“Hari ini kami datang kembali di tempat yang sama, memperjuangkan hak-hak masyarakat. Kami hadir untuk merawat ingatan.”
INTERAKSI.CO, Banjarmasin – Menjelang petang, saat itu langit Kota Banjarmasin tampak mendung.
Sekelompok pemuda mulai berdatangan, lengkap berpakaian hitam dan membawa selembaran seruan merapatkan barisan di sudut jalan tepat di bawah Jembatan Flyover Kilometer 4,5.
Seperti biasa, mereka turun ke jalan untuk menyerukan suara masyarakat dan mengingat kembali berbagai peristiwa yang dianggap merampas hak-hak masyarakat.

Aksi itu menandai gelaran Kamisan Kalsel ke-69, mereka menyoroti berbagai isu yang masih hangat.
Mulai dari kriminalisasi aktivis Mayday seperti Marsinah dan kawan-kawan di Semarang yang baru saja belakangan ini terjadi, hingga potensi perampasan hak-hak masyarakat adat di Pegunungan Meratus yang semakin mengkhawatirkan.
Massa aksi Kamisan Kalsel, Maulidinur Rahman, mengungkapkan sejumlah poin tuntutan. Namun, ia lebih menekankan pada isu lokal yang terus mereka suarakan mengenai rencana menjadikan Pegunungan Meratus sebagai Taman Nasional dalam proyek strategi nasional.

▸ Soal 1
Jawablah pertanyaan berikut berdasarkan berita tentang Aksi Kamisan Kalsel di atas.
(a) Di mana sekelompok pemuda itu berkumpul?
(b) Aksi itu menandai gelaran Kamisan Kalsel yang keberapa?
(c) Isu lokal apa yang lebih ditekankan oleh Maulidinur Rahman?
▸ Soal 2
Tuliskan ulang dengan persis bagian berita tentang Aksi Kamisan Kalsel di atas, mulai dari "Seperti biasa, mereka" sampai "proyek strategi nasional.", termasuk kedua bagian itu.

▸ Kutipan Data
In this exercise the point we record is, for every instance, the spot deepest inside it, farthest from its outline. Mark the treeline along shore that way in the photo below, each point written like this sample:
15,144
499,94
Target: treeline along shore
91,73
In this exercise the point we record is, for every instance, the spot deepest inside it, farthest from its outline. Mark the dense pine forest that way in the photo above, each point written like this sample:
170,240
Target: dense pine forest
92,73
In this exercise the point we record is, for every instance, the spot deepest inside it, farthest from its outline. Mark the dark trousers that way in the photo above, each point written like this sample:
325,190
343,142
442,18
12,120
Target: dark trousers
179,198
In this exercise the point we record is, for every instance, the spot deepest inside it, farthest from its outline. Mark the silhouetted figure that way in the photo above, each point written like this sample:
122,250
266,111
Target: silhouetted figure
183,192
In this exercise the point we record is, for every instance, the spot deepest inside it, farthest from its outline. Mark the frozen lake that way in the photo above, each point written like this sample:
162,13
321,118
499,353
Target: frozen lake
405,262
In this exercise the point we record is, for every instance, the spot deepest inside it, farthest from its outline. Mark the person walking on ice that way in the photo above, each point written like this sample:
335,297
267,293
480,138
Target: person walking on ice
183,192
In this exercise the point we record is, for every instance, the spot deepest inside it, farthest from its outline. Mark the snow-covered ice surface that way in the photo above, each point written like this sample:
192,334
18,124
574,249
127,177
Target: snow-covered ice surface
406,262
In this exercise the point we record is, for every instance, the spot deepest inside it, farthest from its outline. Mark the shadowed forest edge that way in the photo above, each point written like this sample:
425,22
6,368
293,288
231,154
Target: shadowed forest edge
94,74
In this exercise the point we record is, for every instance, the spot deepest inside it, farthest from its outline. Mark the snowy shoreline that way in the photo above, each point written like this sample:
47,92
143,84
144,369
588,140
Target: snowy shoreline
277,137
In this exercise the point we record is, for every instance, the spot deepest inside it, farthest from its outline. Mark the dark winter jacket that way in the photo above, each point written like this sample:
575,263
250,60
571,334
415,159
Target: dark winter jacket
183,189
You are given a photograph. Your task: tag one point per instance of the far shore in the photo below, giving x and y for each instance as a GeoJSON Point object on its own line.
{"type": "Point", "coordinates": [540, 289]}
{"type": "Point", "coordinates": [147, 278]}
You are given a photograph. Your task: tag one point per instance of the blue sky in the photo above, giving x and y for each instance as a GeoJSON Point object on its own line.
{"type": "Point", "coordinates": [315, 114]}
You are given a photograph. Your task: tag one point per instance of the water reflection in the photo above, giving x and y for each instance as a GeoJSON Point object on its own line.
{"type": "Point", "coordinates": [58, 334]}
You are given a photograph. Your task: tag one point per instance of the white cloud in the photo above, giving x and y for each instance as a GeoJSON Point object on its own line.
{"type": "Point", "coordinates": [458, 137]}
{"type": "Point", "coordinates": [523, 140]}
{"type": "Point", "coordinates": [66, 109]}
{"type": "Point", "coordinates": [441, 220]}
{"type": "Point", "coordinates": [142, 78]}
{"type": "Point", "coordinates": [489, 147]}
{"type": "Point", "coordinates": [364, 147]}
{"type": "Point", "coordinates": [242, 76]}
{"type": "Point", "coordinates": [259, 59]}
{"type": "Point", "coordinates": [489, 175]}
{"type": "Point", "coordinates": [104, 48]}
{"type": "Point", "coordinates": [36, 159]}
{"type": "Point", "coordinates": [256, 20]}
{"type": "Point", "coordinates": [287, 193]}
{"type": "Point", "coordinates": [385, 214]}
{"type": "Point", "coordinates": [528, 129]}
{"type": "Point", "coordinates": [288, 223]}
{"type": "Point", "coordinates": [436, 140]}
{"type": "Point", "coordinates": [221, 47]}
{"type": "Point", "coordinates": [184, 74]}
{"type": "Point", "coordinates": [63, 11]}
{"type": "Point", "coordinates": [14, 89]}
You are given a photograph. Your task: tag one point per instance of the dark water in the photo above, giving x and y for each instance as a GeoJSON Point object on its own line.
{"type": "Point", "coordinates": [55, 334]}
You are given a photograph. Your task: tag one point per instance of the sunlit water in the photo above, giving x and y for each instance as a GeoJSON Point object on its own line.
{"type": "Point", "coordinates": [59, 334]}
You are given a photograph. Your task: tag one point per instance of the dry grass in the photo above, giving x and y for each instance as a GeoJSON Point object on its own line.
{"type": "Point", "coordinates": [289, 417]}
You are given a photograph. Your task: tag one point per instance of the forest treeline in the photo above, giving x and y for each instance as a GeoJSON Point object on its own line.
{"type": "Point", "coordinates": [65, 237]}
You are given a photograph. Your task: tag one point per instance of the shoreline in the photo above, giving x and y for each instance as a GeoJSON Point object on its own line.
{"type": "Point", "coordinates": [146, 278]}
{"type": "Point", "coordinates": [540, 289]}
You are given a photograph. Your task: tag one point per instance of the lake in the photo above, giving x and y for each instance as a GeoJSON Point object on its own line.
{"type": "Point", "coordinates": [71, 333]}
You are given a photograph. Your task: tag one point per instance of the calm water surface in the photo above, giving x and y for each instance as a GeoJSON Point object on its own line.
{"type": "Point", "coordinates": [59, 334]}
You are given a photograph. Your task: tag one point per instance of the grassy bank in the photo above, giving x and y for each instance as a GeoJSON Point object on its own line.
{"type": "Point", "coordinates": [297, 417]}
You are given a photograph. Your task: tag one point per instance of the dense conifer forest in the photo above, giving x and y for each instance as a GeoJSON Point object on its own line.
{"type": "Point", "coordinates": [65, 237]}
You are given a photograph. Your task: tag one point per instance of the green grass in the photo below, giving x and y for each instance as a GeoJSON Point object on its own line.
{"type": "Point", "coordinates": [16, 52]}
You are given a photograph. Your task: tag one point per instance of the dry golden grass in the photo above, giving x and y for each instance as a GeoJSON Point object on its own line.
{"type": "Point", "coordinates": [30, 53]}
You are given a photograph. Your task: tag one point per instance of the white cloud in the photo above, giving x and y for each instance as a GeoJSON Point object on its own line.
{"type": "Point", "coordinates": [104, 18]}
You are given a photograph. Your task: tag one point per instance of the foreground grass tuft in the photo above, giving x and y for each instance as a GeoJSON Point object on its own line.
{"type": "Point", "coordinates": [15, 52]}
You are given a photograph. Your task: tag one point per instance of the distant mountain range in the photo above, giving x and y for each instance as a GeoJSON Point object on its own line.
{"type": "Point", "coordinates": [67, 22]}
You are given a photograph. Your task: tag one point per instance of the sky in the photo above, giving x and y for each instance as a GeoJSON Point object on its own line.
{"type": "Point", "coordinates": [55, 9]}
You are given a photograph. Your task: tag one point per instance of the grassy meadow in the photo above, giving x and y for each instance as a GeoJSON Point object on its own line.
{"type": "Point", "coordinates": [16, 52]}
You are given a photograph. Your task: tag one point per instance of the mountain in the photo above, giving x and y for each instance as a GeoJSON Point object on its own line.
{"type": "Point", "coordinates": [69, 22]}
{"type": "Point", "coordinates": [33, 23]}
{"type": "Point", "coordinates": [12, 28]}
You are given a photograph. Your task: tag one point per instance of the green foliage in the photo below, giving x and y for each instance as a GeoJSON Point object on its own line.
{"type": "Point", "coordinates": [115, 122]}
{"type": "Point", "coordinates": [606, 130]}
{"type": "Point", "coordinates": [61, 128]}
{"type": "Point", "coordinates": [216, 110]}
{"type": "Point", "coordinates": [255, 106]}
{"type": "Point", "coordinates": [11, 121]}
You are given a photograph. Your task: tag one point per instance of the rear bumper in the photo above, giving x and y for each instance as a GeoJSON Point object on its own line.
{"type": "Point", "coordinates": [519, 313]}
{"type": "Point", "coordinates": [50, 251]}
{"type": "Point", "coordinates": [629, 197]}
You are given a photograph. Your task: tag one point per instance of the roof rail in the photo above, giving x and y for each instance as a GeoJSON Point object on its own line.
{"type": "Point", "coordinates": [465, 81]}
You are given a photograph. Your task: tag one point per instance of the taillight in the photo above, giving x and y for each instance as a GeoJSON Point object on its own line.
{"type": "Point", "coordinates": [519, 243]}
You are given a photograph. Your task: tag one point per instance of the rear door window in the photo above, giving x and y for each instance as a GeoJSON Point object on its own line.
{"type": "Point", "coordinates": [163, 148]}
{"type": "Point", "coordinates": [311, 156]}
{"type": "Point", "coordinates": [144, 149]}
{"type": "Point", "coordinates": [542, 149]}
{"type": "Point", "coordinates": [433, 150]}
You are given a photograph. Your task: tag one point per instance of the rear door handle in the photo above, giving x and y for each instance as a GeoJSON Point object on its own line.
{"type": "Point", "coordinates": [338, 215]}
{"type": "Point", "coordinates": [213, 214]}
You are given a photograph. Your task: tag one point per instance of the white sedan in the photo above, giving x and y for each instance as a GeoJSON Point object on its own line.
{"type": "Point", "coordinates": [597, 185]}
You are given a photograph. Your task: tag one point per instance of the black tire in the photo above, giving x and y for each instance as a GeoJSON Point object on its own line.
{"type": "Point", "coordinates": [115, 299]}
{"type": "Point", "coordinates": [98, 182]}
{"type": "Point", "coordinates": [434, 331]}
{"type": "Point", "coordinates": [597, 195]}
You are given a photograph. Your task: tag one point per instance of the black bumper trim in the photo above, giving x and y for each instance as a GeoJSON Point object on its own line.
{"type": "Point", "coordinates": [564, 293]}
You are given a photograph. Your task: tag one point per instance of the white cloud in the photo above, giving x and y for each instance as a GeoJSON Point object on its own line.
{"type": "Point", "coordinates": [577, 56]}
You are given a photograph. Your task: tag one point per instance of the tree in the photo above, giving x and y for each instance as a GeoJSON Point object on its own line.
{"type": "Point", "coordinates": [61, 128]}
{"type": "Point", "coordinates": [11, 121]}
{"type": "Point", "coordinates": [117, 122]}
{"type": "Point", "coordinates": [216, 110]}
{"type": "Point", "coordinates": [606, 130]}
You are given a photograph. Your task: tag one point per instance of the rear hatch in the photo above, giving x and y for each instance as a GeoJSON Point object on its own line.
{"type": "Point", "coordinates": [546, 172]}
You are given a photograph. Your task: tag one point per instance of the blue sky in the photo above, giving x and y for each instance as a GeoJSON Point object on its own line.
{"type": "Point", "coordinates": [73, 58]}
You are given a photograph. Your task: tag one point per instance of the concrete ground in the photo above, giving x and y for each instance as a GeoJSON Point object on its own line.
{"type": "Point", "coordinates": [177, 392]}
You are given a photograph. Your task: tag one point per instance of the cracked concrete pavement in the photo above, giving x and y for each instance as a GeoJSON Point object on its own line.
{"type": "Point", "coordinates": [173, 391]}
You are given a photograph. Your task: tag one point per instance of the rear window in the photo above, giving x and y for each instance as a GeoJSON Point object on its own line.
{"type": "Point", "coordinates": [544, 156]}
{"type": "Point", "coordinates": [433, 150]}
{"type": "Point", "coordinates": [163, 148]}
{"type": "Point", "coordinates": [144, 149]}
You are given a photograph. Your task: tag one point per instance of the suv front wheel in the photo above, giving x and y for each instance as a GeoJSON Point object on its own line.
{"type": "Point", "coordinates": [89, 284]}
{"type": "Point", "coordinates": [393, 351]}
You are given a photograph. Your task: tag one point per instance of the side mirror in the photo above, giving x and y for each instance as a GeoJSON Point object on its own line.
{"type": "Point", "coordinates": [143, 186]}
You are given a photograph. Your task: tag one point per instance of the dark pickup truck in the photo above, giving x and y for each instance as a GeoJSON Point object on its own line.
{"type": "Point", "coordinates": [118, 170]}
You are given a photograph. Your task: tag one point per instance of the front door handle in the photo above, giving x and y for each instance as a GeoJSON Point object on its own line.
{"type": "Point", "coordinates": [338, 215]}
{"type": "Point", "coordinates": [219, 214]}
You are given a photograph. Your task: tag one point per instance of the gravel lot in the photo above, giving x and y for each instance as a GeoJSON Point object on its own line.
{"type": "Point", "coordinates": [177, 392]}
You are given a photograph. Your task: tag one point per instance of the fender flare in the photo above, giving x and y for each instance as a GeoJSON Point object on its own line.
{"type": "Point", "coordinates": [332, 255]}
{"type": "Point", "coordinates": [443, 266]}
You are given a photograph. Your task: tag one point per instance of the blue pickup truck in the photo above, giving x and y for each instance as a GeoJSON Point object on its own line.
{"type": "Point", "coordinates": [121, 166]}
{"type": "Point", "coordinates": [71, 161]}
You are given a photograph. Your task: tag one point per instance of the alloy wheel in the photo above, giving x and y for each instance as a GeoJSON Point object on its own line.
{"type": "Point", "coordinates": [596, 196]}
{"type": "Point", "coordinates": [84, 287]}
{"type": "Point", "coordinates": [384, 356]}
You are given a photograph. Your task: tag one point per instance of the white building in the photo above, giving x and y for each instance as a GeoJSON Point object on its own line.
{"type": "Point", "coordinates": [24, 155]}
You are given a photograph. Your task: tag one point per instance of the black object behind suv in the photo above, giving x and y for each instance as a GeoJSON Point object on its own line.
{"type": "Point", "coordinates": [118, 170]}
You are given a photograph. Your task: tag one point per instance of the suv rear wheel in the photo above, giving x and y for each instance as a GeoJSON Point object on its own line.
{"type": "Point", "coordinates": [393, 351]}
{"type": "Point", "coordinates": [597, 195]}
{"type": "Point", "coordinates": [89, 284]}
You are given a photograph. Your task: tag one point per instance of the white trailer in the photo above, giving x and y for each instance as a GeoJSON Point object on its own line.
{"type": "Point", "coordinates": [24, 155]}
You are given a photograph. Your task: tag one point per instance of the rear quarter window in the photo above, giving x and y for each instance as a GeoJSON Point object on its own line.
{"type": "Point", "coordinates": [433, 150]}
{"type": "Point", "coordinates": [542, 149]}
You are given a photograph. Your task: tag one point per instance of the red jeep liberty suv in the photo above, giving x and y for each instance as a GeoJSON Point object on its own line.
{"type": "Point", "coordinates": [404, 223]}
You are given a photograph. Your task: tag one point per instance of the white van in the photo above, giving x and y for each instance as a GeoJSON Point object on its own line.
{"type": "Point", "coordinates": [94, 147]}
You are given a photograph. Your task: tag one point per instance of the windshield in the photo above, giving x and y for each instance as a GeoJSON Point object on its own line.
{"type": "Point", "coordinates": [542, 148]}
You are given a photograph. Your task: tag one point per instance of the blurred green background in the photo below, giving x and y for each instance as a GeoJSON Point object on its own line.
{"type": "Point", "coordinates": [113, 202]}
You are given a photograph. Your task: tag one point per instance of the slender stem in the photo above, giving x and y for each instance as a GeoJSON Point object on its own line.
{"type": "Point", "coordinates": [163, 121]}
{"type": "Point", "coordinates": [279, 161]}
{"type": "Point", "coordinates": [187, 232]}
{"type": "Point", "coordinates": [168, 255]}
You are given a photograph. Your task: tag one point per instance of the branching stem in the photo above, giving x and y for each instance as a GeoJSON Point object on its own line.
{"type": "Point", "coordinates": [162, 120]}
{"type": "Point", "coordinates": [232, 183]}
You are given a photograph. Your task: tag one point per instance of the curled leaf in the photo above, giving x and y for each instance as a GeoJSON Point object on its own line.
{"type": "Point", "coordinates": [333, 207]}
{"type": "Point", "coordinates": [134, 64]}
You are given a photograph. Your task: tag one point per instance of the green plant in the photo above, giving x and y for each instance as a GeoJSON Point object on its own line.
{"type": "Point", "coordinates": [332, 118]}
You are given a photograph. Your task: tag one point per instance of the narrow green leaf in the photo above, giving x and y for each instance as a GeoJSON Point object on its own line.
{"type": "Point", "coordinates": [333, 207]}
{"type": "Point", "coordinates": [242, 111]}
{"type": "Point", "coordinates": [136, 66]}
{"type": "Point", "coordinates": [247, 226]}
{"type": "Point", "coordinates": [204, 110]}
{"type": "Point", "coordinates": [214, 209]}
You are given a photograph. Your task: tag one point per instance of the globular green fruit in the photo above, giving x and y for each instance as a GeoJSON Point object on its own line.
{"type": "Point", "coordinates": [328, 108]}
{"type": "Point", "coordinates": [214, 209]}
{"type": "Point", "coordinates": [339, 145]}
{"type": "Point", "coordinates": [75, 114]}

▸ Jawaban Tertulis 1
(a) Di sudut jalan tepat di bawah Jembatan Flyover Kilometer 4,5.
(b) Gelaran Kamisan Kalsel ke-69.
(c) Rencana menjadikan Pegunungan Meratus sebagai Taman Nasional dalam proyek strategi nasional.

▸ Jawaban Tertulis 2
Seperti biasa, mereka turun ke jalan untuk menyerukan suara masyarakat dan mengingat kembali berbagai peristiwa yang dianggap merampas hak-hak masyarakat.

Aksi itu menandai gelaran Kamisan Kalsel ke-69, mereka menyoroti berbagai isu yang masih hangat.
Mulai dari kriminalisasi aktivis Mayday seperti Marsinah dan kawan-kawan di Semarang yang baru saja belakangan ini terjadi, hingga potensi perampasan hak-hak masyarakat adat di Pegunungan Meratus yang semakin mengkhawatirkan.
Massa aksi Kamisan Kalsel, Maulidinur Rahman, mengungkapkan sejumlah poin tuntutan. Namun, ia lebih menekankan pada isu lokal yang terus mereka suarakan mengenai rencana menjadikan Pegunungan Meratus sebagai Taman Nasional dalam proyek strategi nasional.